▸ Fragmento seleccionado:
☆ ☆ ☆ ☆

Hola manolete, para empezar me imagino que la comunicacion entre el pic y labview la haras por el puerto usb, asi que necesitas establecer la frecuencia de comunicacion a 48MHz, tu solo tienes 40M de esa forma tendras problemas con el puerto, depsues en labview necesitaras reconocer el pic como un dispositivo HID, puedes ir viendo algunos ejemplos para trabajar el HID usb, y es importante que configures tambien el PLL del pic con tu cristal para que te de los 48MHz, esto es para empezar, 

exactamente que es lo que quieres hacer ?


----------



## tr_manolete (Abr 14, 2009)

hola mirami proposito es hacer un medidor de potencia el cual hara los calculos mediante el voltaje y la corriente los cuales estos datos seran guardados en la memoria del pic para despues ser rescatados por labview y poder mostrar los datos en labview. el ejemplo que me preguntas es solo para hacer funcionar eñ adc ya que apenas estoy aprendiendo a programar en c los pics. bueno ahora ya lo hice funcionar pero me da valores en hexadecimal no sabes si haya una funcion que me lo cambie a decimal?


----------



## JOJOJORGE (Abr 15, 2009)

Hola

armar un JDM ya no vale la pena si ya armaste mas de uno y no te fincionaron pues aun mas.
yo tambien arme mas de un JDM y el que si me dio resultados fue el mas simple el PIPO2.

☆ ☆ ☆ ☆

▸ Extractos de entradas:

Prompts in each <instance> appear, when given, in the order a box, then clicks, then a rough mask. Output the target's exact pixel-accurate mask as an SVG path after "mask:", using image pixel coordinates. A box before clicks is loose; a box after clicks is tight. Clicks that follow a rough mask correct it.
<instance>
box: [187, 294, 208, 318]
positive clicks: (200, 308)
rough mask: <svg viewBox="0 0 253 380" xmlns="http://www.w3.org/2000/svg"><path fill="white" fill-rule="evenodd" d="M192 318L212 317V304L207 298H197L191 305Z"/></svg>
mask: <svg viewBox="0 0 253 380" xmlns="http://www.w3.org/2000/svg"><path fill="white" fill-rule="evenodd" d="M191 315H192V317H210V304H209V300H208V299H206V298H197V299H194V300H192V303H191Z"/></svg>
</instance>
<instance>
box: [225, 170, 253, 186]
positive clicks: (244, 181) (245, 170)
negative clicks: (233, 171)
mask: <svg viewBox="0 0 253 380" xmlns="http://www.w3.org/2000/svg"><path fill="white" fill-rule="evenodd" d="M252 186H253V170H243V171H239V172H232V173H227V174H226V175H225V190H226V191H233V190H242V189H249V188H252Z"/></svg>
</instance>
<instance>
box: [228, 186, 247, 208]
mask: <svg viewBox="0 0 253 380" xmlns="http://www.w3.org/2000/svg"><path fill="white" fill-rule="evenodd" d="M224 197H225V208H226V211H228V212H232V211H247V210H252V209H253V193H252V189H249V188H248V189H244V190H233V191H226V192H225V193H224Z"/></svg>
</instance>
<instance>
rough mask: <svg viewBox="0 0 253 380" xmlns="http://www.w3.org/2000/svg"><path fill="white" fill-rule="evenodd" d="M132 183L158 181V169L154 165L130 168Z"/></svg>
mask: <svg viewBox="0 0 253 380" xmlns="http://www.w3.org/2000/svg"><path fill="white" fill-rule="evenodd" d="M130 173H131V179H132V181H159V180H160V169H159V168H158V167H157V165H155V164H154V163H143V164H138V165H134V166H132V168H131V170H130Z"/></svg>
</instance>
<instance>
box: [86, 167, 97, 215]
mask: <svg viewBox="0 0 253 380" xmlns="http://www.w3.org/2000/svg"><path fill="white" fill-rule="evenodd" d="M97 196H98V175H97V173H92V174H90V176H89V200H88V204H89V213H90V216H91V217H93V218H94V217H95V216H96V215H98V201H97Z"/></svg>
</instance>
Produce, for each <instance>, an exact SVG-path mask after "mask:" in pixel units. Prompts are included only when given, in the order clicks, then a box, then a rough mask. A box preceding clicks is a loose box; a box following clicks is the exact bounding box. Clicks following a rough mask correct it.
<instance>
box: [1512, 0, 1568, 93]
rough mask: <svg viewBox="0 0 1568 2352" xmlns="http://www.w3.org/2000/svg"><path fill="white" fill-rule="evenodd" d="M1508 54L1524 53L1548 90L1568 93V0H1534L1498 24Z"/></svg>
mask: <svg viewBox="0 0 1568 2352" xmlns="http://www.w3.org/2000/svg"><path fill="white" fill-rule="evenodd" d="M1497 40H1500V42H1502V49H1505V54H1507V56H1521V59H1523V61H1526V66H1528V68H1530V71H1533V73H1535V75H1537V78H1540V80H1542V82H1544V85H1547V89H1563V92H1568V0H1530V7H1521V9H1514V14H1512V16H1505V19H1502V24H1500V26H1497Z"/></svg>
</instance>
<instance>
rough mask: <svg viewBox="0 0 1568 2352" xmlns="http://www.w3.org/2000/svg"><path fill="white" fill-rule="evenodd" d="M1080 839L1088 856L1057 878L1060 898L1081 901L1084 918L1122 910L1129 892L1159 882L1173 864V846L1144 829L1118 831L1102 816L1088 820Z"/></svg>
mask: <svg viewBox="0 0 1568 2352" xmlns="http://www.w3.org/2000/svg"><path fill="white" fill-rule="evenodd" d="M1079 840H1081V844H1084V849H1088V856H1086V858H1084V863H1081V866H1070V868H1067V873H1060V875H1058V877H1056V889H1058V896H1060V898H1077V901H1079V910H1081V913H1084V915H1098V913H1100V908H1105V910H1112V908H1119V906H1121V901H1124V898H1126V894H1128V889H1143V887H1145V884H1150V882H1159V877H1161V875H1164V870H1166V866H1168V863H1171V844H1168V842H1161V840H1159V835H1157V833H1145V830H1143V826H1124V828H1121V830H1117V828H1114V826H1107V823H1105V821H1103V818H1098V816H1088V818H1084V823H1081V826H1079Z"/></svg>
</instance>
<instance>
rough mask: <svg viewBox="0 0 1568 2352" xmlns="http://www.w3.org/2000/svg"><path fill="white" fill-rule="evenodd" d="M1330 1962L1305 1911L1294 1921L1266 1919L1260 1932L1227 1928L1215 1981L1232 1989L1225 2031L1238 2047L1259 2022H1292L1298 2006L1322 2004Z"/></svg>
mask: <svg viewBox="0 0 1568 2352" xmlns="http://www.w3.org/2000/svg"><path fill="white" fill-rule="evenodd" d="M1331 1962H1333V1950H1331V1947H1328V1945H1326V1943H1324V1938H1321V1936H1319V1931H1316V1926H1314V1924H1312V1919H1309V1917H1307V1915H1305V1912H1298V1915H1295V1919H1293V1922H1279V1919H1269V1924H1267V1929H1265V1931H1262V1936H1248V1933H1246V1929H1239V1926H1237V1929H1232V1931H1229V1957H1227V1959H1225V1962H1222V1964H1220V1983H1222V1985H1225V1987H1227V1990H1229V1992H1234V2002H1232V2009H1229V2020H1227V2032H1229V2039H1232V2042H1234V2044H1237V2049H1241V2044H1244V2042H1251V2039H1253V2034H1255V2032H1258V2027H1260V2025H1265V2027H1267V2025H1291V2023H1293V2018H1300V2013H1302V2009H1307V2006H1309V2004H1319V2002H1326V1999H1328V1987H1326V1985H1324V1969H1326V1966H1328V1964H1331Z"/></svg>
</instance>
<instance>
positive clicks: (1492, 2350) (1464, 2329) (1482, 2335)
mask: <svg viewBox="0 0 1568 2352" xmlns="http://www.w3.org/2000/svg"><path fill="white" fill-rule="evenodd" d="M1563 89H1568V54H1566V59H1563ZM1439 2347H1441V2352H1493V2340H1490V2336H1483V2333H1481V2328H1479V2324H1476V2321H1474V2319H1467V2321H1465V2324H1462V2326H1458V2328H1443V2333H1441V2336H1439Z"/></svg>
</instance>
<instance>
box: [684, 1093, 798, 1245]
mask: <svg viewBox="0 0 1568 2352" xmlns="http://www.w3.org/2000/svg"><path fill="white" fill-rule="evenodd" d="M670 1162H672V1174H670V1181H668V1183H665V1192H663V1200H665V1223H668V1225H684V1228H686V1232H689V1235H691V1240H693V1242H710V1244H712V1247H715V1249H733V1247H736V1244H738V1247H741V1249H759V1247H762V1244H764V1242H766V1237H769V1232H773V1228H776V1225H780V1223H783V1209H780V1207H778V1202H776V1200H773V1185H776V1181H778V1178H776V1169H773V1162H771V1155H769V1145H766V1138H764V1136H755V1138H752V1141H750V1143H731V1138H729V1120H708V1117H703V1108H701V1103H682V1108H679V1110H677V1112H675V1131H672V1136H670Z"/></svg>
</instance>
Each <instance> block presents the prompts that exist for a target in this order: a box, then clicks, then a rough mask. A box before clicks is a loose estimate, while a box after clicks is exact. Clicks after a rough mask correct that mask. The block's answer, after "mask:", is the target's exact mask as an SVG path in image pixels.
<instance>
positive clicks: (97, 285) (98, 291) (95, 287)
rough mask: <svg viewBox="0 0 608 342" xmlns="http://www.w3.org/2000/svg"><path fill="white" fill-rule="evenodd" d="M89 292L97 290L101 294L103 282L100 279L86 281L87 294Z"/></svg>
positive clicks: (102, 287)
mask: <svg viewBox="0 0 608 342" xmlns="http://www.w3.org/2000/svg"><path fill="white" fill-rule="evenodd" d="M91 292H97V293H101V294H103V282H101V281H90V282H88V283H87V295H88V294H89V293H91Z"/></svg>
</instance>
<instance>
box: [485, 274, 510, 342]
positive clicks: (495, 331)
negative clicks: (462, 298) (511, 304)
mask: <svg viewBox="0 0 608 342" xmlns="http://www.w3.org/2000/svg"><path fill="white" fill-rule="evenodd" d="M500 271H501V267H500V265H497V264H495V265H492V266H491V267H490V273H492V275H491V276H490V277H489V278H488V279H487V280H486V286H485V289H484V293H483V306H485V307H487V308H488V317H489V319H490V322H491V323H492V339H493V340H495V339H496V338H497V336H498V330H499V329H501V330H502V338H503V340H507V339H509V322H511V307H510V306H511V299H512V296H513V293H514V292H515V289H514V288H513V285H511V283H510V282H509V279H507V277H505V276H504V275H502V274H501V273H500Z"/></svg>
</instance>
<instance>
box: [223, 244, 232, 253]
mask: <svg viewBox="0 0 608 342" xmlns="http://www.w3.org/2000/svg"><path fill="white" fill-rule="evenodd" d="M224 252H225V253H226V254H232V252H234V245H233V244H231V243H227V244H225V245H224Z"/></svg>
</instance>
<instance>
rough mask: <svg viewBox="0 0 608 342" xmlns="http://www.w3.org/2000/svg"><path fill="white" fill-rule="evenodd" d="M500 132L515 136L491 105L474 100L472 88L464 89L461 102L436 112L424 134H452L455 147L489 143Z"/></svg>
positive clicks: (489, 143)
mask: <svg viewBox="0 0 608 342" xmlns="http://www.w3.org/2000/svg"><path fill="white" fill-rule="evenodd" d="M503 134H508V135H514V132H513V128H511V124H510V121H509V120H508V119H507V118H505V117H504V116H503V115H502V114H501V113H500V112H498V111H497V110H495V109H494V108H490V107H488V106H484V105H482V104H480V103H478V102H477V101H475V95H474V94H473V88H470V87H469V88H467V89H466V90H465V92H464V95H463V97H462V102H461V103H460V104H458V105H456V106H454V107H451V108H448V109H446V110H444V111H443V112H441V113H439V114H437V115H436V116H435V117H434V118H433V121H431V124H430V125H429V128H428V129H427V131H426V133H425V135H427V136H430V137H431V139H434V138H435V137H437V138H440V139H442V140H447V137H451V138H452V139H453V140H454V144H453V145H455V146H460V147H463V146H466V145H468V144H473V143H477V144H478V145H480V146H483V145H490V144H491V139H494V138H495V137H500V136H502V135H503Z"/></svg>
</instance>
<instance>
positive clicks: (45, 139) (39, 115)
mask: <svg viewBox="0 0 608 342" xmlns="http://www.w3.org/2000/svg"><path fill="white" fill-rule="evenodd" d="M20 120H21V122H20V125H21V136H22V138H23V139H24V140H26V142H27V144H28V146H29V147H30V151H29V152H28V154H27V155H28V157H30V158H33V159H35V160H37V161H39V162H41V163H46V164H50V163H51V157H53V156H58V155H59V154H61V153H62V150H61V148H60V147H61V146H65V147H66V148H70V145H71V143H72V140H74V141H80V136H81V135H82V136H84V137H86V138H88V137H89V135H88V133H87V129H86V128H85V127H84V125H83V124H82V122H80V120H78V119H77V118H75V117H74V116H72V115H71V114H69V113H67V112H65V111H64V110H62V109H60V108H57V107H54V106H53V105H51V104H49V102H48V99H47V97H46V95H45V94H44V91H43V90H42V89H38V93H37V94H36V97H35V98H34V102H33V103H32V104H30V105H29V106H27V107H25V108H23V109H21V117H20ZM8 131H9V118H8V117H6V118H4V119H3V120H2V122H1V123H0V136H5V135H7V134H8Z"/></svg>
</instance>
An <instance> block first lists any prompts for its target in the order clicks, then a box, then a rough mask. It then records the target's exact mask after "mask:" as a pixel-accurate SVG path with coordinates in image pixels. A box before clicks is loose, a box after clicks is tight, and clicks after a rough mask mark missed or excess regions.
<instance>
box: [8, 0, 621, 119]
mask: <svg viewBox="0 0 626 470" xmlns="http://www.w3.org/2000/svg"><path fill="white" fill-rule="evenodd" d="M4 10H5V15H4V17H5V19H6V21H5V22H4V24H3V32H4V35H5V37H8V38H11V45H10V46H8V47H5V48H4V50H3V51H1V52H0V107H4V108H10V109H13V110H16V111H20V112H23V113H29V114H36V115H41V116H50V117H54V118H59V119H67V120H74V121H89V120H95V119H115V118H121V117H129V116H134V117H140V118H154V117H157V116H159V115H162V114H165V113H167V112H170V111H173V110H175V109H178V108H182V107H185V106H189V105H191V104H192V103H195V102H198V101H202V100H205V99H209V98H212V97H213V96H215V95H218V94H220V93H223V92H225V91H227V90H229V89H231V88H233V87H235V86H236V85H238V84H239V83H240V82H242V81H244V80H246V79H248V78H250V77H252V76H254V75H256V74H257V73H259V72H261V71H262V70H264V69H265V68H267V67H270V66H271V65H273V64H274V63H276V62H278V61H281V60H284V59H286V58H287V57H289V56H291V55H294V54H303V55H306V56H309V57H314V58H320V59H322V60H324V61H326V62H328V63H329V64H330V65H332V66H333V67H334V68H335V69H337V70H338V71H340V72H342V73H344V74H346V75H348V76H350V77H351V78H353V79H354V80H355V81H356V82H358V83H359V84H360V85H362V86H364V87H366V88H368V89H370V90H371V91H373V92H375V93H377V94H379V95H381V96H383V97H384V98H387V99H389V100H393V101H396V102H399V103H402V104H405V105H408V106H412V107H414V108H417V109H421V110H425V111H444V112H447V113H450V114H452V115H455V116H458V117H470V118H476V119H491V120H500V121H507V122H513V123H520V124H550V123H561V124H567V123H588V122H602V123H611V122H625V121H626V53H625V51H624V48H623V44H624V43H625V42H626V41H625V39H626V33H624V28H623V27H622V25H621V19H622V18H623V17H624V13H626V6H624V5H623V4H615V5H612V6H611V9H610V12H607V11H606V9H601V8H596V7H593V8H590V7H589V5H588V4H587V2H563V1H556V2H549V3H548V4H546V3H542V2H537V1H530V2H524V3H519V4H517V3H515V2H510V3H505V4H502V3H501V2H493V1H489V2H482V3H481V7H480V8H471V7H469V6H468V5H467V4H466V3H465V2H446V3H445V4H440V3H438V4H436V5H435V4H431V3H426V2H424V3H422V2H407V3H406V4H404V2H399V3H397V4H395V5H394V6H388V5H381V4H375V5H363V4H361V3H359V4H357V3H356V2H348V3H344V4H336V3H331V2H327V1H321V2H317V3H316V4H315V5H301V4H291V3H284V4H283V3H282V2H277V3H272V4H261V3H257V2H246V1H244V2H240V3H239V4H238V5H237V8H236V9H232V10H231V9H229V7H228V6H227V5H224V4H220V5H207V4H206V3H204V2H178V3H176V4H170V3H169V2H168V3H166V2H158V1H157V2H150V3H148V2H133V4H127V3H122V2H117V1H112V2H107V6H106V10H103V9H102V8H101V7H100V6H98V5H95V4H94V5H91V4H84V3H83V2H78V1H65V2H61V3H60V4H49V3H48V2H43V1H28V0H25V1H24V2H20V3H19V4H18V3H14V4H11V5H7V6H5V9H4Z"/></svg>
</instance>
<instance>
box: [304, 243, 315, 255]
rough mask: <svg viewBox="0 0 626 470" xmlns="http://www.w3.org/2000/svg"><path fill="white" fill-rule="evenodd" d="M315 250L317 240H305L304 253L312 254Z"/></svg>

☆ ☆ ☆ ☆

▸ Pruébalo:
Retoma el hilo de foro sobre la comunicación entre el PIC y LabVIEW y continúalo a partir de su última frase.

▸ Resultado del ejercicio:
pero al grano si quieres un buen grabador que funcione realmente bien en cualquier PC y con cualquier pic (de momento solo los de 5V) te recomiendo el PICKIT2 clone.
este grabador es triple B Bueno Bonito y Barato.
el unico problema es conseguir y grabar el 18f2550 pero puedes pedirle a alguien que te lo grabe, solo seran unos segundos.

salu2


----------



## osmalo28 (Jun 8, 2009)

Hola a todos..me gustaria que me indicaran si en una aplicacion con el 18F2550 y labview toca hacer algun tipo de arreglo en labview para que el pueda indentificar el pic. Ya tengo lista toda la aplicacion tanto en el pic como en labview...pero no me lo esta reconociendo..aclarando que estoy haciendo comunicacion usb..Agradesco cualquier aporte..gracias.


----------



## RICARDO1 (Jun 30, 2009)

hola a todos tambien hace unos dias arme un pipo2
me funciono de bien en el pc de mi hermano pero no en el mio
en mi pc el vpp solo llegaba a 10v por lo cual me tome el atrbimiento
de construir un pequeño elevador de 13voltios aun con el vpp
del programador halla caido a 8v este circuito genera los 13v para 
poder programar los pic que necesiten

espero que les sirba como ami a porcierto toma los 5v
en paralelo con el pic


----------



## RICARDO1 (Jun 30, 2009)

los condensadores son de 1 micro
y los diodos son 1n 4148el ic es el lm 555


----------



## michael314 (Ago 27, 2010)

Hola que tal ? soy nuevo en esto de micros. pero quisiera saber si existe algun programador casero para el pic 18f4550, que no uso otro micro(porq me parecer ver visto unos programadores muy sensillos que no llevan muchas cosas, quisas un par de fets y capacitores), y que sea por usb. 
y si no, me prodrian decir algun programador, y como es ese tema.
Gracias!


----------



## willynovi (Ago 27, 2010)

yo he usado un JDM , por puerto serie, y lo unico que le agregue para que funcionara con el 18f2455 fue una resistencia en serie de 100 ohm al RB6, con el WinPIC800.


----------



## michael314 (Ago 27, 2010)

Willynovi
te refieres a uno como este?
http://www.rdss.com.ar/datasheets/programador_jdm_plus_sc.pdf


----------



## willynovi (Ago 29, 2010)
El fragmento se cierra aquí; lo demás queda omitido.